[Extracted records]
— start —
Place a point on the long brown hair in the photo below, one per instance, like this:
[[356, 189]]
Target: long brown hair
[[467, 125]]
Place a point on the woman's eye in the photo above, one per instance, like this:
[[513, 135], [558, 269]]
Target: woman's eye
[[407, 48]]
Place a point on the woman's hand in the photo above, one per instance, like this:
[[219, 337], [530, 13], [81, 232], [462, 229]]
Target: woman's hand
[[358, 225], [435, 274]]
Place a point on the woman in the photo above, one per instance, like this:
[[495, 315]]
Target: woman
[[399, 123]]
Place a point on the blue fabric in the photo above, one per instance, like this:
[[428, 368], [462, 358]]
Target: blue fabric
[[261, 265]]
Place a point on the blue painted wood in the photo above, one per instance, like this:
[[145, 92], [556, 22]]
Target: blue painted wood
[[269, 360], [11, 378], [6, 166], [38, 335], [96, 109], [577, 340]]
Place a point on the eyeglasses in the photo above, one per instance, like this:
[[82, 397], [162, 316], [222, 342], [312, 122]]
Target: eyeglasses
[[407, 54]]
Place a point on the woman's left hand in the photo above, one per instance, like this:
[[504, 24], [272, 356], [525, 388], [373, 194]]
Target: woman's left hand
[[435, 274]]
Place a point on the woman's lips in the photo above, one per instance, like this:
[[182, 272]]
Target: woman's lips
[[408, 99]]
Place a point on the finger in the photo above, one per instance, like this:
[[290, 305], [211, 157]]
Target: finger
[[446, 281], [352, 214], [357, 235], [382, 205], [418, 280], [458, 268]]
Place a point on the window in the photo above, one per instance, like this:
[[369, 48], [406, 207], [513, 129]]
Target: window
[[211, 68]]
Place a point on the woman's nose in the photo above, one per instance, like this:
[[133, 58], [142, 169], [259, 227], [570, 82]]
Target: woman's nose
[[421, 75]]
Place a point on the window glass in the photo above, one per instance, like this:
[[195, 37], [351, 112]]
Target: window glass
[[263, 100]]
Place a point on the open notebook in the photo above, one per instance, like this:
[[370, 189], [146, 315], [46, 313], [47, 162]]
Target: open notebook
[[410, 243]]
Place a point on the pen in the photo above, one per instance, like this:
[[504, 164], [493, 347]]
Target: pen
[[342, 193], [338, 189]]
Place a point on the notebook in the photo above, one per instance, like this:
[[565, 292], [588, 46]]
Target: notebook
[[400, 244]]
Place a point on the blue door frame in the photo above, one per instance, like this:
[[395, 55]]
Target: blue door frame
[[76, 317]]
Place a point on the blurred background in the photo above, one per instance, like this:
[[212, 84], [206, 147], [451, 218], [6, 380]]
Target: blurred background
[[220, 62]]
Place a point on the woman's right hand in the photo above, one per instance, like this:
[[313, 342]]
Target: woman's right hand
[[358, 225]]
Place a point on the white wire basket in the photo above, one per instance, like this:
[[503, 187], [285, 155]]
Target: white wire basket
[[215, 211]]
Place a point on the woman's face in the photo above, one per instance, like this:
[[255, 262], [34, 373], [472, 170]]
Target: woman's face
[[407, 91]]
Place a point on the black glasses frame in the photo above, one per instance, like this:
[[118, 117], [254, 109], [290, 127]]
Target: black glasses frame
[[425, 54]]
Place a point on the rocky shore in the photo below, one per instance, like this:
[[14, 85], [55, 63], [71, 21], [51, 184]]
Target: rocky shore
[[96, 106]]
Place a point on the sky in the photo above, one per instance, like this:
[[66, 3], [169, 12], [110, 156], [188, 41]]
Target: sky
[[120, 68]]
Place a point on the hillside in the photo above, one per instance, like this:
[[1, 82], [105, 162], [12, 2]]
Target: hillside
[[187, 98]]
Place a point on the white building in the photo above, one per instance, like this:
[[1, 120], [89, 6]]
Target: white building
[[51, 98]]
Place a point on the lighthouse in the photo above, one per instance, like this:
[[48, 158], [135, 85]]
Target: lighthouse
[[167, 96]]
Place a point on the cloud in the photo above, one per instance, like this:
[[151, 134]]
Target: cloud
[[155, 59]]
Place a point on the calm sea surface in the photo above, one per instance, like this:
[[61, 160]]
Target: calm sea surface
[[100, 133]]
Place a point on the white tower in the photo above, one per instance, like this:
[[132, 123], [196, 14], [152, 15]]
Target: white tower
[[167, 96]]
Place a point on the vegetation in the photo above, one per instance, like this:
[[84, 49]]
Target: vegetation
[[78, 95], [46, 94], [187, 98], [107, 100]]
— end —
#### EXERCISE BRIEF:
Can you retype every one of the records above, word for word and in the same order?

#### FINAL ANSWER:
Place a point on the long brown hair in the photo below, one per instance, like this:
[[356, 189]]
Target: long brown hair
[[467, 125]]
Place a point on the woman's eye in the photo above, one per instance, like this:
[[513, 135], [558, 269]]
Target: woman's eye
[[407, 48]]
Place a point on the woman's hand in the photo above, one per instance, like this:
[[219, 337], [530, 13], [81, 232], [462, 229]]
Target: woman's hand
[[358, 225], [435, 274]]
Place a point on the woman in the photo above, one per instance, like this:
[[495, 315]]
Target: woman
[[399, 123]]
Place a point on the blue fabric in the photo above, one per instance, like this:
[[428, 368], [462, 358]]
Target: blue fabric
[[261, 265]]
Place a point on the blue painted wood in the photo above, one per instance, like this:
[[145, 92], [556, 22]]
Target: blue painted wood
[[269, 360], [11, 378], [6, 166], [38, 335], [96, 109], [577, 340]]
Place a point on the eyeglasses in the photo above, one per instance, like this:
[[82, 397], [162, 316], [222, 342], [312, 122]]
Target: eyeglasses
[[407, 54]]
Place a point on the woman's left hand in the photo above, one per instance, like this:
[[504, 24], [272, 356], [525, 388], [373, 194]]
Target: woman's left hand
[[435, 274]]
Place a point on the woman's lips in the photo above, one per instance, like this:
[[182, 272]]
Target: woman's lips
[[408, 99]]
Place a point on the finger in the photo above, one per instance, like this:
[[290, 305], [211, 157]]
Target: finger
[[446, 281], [352, 214], [357, 235], [382, 205], [418, 280], [458, 268]]
Place a point on the window in the photo above, one per instance, like this:
[[369, 48], [406, 207], [513, 129]]
Target: window
[[211, 68]]
Place a point on the woman's nose in the photo above, one per instance, like this:
[[133, 58], [142, 169], [259, 227], [570, 82]]
Target: woman's nose
[[421, 75]]
Place a point on the window glass in the photo above, one per instance, like this:
[[195, 37], [351, 112]]
Target: window glass
[[263, 100]]
Place a point on the open notebook in the photo above, one per instance, like this:
[[370, 189], [146, 315], [46, 313], [47, 162]]
Target: open notebook
[[410, 243]]
Place a point on the pen in the photo above, one per instance, like this:
[[504, 164], [493, 347]]
Target: pen
[[342, 193], [338, 189]]
Place a point on the notebook in the photo above, one per instance, like this:
[[565, 292], [588, 46]]
Target: notebook
[[400, 244]]
Place a point on the blue door frame in the photo above, one per instance, like this:
[[395, 55]]
Target: blue door frame
[[76, 317]]
Place a point on the blurred background in the photo above, one per instance, like this:
[[212, 84], [206, 147], [451, 218], [6, 380]]
Target: blurred background
[[220, 62]]
Place a point on the woman's right hand in the photo above, one per instance, like this:
[[313, 342]]
Target: woman's right hand
[[358, 225]]
Place a point on the white wire basket in the photo above, one per instance, like this:
[[503, 187], [285, 155]]
Target: white wire basket
[[215, 211]]
Place a point on the woman's face in the photo above, one per instance, like this:
[[255, 262], [34, 373], [472, 170]]
Target: woman's face
[[407, 91]]
Place a point on the black glasses frame in the photo above, one per instance, like this:
[[118, 117], [254, 109], [290, 127]]
Target: black glasses frame
[[425, 54]]
Place a point on the rocky shore in the photo below, one per instance, like this:
[[14, 85], [55, 63], [71, 21], [51, 184]]
Target: rocky shore
[[96, 106]]
Place a point on the sky in the photo above, one per instance, like this:
[[66, 3], [169, 12], [110, 156], [188, 41]]
Target: sky
[[120, 68]]
Place a point on the hillside in the photo above, one per instance, like this:
[[1, 82], [105, 162], [12, 2]]
Target: hillside
[[187, 98]]
Place a point on the white building in the photo above, one per instance, like this:
[[1, 120], [89, 6]]
Target: white building
[[51, 98]]
Place a point on the lighthouse in the photo above, one per instance, like this:
[[48, 158], [135, 85]]
Target: lighthouse
[[167, 96]]
Place a point on the cloud in the photo above, one per instance, like this:
[[151, 134]]
Target: cloud
[[155, 59]]
Place a point on the calm sea surface in the photo above, one per instance, like this:
[[61, 160]]
Target: calm sea surface
[[100, 133]]
Place a point on the white tower in the photo above, one per instance, like this:
[[132, 123], [196, 14], [152, 15]]
Target: white tower
[[167, 96]]
Place a point on the vegetation in the photo above, one per instance, like this:
[[84, 49]]
Target: vegetation
[[78, 95], [46, 94], [187, 98], [107, 100]]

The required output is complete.